Copy out every line of the material below that contains the string "tree", keeping each line whole. Match case exactly, so a line with the string in different capitalization does not count.

**Task data:**

-------

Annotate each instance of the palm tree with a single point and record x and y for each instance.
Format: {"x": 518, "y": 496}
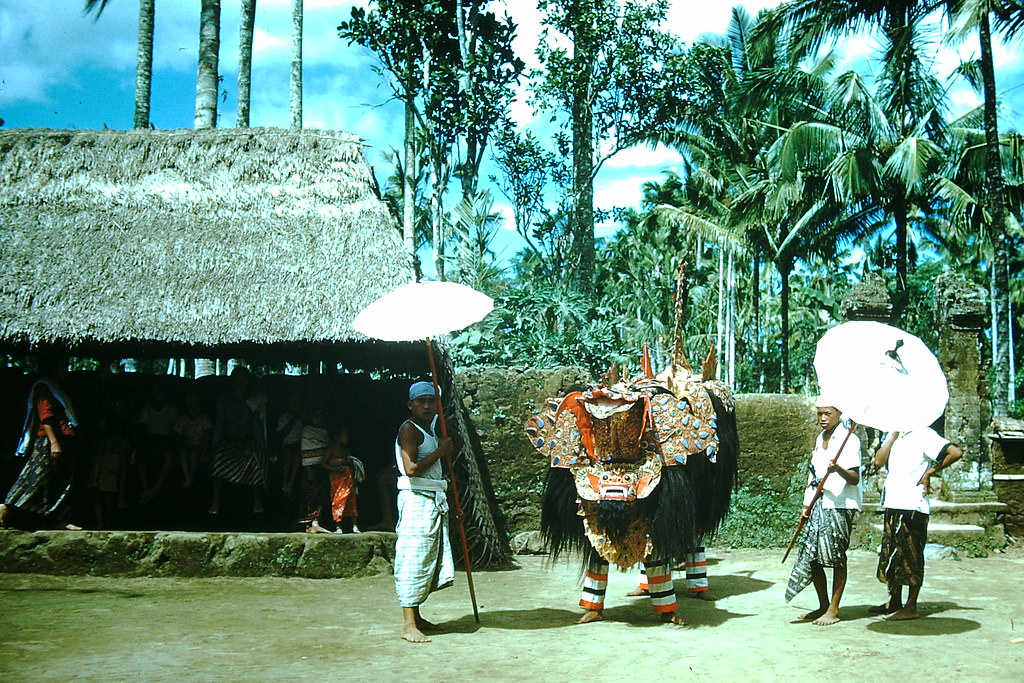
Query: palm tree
{"x": 295, "y": 87}
{"x": 910, "y": 92}
{"x": 143, "y": 56}
{"x": 207, "y": 78}
{"x": 248, "y": 19}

-------

**In response:**
Annotate each instance of the palm tree with a single point and record x and y for each instance.
Query: palm tree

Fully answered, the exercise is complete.